Locate every line in the data below that contains the string "green", and copy each one out in full.

• DATA SUPPLIED:
· · ·
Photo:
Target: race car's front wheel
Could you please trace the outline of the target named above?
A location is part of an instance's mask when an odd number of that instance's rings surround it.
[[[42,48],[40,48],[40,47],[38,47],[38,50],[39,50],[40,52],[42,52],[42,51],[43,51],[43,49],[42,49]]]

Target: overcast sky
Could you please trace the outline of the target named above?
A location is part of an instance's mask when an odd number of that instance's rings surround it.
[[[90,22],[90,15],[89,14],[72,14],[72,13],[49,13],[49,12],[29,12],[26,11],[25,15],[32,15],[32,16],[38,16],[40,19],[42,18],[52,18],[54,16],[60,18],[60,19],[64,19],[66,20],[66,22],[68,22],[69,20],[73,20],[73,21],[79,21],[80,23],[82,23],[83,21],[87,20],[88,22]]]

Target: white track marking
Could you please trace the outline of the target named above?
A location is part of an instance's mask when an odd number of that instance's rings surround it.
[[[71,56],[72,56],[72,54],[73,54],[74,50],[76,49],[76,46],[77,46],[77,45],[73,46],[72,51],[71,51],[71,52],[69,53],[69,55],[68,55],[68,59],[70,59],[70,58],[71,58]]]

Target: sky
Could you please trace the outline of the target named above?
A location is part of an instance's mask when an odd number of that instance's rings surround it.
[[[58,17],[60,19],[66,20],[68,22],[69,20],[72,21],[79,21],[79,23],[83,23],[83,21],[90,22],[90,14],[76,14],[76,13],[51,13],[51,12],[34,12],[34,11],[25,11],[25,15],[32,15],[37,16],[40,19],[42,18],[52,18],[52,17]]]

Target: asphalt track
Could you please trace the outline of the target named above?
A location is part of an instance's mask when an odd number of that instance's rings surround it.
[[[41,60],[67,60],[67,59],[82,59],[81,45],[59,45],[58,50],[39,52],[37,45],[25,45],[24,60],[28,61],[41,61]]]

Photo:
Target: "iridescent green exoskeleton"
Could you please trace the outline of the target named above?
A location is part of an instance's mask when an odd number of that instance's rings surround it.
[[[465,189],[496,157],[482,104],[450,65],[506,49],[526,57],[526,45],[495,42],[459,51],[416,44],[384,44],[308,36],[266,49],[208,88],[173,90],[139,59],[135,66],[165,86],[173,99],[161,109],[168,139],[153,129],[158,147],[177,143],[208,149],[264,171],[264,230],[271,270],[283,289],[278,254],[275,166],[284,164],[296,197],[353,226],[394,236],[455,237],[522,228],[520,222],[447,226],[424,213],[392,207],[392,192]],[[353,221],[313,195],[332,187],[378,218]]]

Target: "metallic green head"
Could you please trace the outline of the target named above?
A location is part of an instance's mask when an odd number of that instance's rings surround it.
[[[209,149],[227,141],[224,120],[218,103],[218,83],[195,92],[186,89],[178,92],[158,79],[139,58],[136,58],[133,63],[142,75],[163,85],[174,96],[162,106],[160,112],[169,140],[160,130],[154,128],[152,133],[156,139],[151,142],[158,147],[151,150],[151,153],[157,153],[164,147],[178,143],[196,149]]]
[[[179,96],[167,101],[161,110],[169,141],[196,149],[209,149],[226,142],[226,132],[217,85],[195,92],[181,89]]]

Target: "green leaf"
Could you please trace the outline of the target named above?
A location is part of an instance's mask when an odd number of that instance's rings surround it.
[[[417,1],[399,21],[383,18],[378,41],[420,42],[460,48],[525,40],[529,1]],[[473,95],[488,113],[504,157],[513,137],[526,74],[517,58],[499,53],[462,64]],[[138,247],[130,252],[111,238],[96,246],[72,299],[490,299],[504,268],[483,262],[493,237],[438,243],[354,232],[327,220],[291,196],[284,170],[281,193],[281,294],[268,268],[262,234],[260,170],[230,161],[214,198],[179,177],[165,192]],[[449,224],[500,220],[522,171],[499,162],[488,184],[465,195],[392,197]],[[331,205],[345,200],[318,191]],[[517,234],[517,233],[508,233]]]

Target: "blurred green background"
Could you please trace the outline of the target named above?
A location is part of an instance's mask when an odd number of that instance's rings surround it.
· · ·
• SOLUTION TO THE PROBLEM:
Target: "iridescent green exoskeleton"
Target: "metallic green head"
Target: "green leaf"
Target: "blurred green background"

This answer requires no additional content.